(Task prompt): Print, with no changes, the lines of the entries below that run from the line containing "# point at: reflection" to the line containing "(1339, 307)", both of those lines included.

(Task inputs):
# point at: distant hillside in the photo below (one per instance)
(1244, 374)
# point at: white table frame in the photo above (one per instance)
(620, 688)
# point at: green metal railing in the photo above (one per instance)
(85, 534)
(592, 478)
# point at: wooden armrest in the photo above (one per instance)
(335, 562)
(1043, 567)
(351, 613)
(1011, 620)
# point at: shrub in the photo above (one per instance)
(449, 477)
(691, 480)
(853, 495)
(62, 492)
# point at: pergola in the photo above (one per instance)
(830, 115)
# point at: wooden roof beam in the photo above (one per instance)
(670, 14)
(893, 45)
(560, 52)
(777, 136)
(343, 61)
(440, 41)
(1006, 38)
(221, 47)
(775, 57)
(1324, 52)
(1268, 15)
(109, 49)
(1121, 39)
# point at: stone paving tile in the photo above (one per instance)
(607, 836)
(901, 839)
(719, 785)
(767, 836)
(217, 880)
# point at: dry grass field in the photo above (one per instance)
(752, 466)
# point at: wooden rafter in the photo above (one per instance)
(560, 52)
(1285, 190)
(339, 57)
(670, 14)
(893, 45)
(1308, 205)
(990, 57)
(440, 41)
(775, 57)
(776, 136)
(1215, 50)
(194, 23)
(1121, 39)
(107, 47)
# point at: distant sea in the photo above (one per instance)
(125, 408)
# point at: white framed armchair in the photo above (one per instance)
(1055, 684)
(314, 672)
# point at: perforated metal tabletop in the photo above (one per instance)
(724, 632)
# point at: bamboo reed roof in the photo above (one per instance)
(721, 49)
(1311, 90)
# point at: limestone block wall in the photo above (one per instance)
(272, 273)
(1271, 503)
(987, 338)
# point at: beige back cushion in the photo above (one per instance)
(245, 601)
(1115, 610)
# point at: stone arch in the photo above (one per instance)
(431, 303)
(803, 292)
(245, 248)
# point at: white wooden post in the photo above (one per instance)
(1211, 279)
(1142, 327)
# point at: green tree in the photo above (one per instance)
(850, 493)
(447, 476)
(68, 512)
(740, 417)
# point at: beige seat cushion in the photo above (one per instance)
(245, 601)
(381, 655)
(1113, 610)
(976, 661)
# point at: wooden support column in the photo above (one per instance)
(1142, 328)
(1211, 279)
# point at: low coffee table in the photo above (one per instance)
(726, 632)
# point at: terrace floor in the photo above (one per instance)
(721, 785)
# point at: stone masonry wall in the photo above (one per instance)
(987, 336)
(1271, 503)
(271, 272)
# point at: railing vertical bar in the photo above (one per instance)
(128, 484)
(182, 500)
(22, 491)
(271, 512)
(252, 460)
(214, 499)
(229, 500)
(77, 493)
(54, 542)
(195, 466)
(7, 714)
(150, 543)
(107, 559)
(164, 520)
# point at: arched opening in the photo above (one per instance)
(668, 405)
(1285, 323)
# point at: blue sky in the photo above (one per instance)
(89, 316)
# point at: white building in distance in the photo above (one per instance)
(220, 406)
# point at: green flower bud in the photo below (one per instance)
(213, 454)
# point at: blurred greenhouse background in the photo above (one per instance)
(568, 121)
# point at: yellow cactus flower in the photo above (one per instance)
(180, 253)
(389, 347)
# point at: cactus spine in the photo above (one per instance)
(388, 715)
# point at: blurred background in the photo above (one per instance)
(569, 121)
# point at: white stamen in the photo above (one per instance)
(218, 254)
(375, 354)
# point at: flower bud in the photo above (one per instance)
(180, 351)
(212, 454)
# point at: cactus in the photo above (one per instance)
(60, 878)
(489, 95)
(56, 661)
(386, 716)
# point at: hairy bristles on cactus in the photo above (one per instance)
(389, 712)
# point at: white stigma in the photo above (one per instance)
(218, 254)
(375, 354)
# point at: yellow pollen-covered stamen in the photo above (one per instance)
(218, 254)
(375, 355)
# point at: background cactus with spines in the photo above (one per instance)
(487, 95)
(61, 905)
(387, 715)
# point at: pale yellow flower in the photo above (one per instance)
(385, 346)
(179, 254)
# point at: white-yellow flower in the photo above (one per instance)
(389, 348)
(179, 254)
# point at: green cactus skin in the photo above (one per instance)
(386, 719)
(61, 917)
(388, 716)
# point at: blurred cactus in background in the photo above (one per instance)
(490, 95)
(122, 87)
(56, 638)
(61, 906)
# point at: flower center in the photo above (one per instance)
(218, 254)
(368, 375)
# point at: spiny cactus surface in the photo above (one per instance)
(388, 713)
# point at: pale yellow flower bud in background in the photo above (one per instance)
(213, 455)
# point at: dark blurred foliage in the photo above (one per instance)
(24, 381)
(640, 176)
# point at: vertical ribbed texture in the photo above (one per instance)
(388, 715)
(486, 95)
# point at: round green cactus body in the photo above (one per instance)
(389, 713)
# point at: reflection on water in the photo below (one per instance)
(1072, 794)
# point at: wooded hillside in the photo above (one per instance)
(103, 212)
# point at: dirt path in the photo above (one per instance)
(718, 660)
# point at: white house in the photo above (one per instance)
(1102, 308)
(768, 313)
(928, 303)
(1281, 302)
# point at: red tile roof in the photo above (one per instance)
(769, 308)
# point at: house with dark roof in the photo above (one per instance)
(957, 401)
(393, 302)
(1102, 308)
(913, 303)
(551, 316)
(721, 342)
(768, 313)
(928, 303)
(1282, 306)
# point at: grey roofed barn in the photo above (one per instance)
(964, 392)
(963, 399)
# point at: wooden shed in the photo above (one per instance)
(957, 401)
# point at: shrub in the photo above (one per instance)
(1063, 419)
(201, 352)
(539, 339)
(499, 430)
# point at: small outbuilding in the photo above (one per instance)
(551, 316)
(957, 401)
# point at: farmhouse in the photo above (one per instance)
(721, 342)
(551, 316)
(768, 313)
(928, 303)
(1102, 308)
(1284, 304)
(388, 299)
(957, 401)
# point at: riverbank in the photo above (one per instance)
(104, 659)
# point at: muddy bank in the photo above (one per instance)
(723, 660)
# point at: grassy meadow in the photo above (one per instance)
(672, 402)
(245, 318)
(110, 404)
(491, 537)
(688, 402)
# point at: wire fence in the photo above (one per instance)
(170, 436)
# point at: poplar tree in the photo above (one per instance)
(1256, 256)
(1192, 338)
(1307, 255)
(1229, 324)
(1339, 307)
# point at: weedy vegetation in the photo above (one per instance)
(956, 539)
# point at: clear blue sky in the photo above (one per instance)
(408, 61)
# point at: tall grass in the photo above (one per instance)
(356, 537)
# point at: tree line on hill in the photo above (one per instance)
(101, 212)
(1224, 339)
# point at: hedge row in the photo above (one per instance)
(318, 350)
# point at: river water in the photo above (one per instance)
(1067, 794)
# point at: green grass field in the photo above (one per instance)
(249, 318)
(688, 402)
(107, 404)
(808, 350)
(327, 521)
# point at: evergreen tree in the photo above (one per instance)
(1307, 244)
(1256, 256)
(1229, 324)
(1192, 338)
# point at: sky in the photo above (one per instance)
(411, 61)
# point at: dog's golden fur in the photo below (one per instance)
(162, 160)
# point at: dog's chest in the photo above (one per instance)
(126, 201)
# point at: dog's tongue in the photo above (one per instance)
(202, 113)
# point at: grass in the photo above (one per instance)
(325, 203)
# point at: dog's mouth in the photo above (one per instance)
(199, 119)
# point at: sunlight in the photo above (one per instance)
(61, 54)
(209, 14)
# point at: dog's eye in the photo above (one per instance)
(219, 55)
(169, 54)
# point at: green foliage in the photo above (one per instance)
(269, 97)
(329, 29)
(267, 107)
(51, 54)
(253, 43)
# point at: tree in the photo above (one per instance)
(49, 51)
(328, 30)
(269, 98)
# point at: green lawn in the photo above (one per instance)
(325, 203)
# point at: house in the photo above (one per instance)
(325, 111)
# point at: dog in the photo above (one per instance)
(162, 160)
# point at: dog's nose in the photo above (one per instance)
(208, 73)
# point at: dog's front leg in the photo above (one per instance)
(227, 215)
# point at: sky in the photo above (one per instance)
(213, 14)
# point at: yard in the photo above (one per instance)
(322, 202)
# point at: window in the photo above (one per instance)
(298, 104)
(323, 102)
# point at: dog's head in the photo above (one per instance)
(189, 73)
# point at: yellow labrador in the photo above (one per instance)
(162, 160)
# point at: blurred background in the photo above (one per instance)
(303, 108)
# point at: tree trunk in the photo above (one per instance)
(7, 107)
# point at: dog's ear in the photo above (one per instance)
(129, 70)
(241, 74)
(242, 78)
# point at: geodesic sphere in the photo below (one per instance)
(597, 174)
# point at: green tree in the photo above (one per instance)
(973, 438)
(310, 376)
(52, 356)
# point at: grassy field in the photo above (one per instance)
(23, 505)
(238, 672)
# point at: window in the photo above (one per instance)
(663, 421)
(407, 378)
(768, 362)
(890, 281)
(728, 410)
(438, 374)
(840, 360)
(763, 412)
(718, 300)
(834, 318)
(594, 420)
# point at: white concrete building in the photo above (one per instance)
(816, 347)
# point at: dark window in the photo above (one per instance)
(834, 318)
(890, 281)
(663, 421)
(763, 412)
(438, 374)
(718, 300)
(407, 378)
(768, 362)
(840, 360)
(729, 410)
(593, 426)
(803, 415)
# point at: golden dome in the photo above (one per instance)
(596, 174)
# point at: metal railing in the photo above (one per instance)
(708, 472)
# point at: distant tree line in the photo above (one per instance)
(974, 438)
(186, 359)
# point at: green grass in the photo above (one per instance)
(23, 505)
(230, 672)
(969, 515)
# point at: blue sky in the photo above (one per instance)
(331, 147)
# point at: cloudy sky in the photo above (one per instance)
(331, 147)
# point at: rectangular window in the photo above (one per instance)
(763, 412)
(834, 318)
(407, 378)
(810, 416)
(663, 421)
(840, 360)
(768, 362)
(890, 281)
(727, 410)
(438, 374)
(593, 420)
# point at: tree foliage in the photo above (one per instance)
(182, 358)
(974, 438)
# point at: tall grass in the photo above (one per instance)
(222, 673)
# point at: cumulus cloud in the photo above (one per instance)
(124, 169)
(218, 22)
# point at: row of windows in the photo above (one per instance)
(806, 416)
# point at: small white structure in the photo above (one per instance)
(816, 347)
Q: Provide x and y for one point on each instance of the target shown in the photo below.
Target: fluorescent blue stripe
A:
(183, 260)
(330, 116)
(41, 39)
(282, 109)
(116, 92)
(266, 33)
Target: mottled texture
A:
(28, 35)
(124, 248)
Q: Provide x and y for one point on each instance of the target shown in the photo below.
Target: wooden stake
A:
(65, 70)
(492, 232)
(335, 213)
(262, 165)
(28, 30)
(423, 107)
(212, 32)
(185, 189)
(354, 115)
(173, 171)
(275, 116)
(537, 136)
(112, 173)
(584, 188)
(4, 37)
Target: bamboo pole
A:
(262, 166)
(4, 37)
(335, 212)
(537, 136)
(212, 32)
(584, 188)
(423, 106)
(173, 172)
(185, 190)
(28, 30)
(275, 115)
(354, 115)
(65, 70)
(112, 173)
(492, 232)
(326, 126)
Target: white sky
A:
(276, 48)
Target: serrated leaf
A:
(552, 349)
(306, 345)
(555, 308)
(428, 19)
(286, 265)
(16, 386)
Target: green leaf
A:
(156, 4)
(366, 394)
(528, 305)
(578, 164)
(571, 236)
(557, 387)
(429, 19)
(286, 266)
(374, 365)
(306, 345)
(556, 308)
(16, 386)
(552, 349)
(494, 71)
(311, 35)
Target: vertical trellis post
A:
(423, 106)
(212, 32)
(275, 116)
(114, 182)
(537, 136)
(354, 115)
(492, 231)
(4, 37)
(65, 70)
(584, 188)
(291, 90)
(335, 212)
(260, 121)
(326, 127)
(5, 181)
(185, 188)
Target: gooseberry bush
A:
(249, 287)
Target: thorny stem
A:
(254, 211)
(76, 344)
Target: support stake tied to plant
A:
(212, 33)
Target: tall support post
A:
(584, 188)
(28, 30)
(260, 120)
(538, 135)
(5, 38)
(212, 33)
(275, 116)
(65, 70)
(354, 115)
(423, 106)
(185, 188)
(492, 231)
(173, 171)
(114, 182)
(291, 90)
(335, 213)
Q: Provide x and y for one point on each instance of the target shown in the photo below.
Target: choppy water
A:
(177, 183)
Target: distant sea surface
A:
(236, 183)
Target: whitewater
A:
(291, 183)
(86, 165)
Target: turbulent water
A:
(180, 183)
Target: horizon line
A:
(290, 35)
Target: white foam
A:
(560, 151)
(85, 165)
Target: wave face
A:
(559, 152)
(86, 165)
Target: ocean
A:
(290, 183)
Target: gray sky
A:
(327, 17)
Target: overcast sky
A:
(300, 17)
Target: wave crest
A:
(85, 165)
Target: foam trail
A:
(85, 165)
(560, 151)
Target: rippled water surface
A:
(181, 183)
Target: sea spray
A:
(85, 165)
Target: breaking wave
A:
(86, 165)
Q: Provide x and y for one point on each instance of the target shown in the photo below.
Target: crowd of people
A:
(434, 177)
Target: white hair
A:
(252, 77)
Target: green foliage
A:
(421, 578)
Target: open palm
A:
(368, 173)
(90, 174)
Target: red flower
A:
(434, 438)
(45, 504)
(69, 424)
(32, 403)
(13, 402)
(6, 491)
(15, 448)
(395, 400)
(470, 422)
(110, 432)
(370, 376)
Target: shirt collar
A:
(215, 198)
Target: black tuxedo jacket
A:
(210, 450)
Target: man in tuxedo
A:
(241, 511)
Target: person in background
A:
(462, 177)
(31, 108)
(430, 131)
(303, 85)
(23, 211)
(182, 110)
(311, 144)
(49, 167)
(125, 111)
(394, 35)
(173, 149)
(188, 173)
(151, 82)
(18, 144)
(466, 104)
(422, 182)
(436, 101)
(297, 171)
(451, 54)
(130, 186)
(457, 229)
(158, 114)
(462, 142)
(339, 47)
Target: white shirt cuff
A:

(Task solution):
# point at: reflection on water in the photo below (one per instance)
(1072, 794)
# point at: wooded hillside in the photo above (one per instance)
(103, 212)
# point at: dirt path in the photo above (one per instance)
(718, 660)
# point at: white house in the photo above (one per instance)
(1102, 308)
(768, 313)
(928, 303)
(1281, 302)
# point at: red tile roof in the photo above (one per instance)
(769, 308)
# point at: house with dark roof in the photo above (one per instance)
(957, 401)
(393, 302)
(1102, 308)
(913, 303)
(551, 316)
(721, 342)
(768, 313)
(928, 303)
(1282, 306)
# point at: grey roofed barn in the photo above (one per instance)
(964, 392)
(963, 399)
# point at: wooden shed in the photo above (one per instance)
(957, 401)
# point at: shrub in the photo above (one per instance)
(1063, 419)
(201, 352)
(539, 339)
(499, 430)
# point at: small outbuilding in the photo above (one per instance)
(551, 316)
(957, 401)
# point at: farmhouse in the photo above (one per instance)
(721, 342)
(551, 316)
(768, 313)
(928, 303)
(1102, 308)
(1284, 304)
(388, 299)
(957, 401)
# point at: riverbank in the photo above (one per instance)
(104, 659)
# point at: muddy bank in the photo above (one per instance)
(723, 660)
# point at: grassy meadow in the photo above (one per instance)
(672, 402)
(245, 318)
(110, 404)
(491, 537)
(688, 402)
# point at: wire fence in the photo above (one per instance)
(170, 436)
# point at: poplar tree in the photo above (one per instance)
(1256, 256)
(1192, 338)
(1307, 255)
(1229, 324)
(1339, 307)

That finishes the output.